#### [Records]
-- start --

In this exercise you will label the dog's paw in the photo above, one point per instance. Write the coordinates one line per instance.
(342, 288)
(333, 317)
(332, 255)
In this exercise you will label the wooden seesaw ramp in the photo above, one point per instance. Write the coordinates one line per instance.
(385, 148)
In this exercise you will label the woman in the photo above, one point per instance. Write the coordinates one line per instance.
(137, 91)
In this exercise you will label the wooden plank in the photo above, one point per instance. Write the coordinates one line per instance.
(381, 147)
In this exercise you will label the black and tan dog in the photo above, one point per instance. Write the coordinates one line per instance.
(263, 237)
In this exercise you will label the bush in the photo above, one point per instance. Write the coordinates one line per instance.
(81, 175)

-- end --

Recast every line of the items above as a numbered list, leaving out any blank lines.

1. In this exercise you will label the dog's paw in the photo above, one point per instance. Write the coordinates one line per instance.
2. (342, 288)
3. (333, 317)
4. (332, 255)
5. In this exercise you will label the wooden seesaw ramp in the photo above, one point per instance. Write the coordinates one line per instance.
6. (385, 148)
7. In this exercise you will label the woman in the photo above, one point per instance. Write the coordinates one line per instance.
8. (137, 91)
9. In this exercise you will label the wooden plank in the photo above, one point per instance. Write the coordinates one line per instance.
10. (381, 147)
11. In this exercise you will label the black and tan dog in the photo above, one point per instance. Write the coordinates one line per instance.
12. (263, 237)
13. In this exercise you will label the bush in the photo above, one point per instance. Write the coordinates one line per instance.
14. (81, 175)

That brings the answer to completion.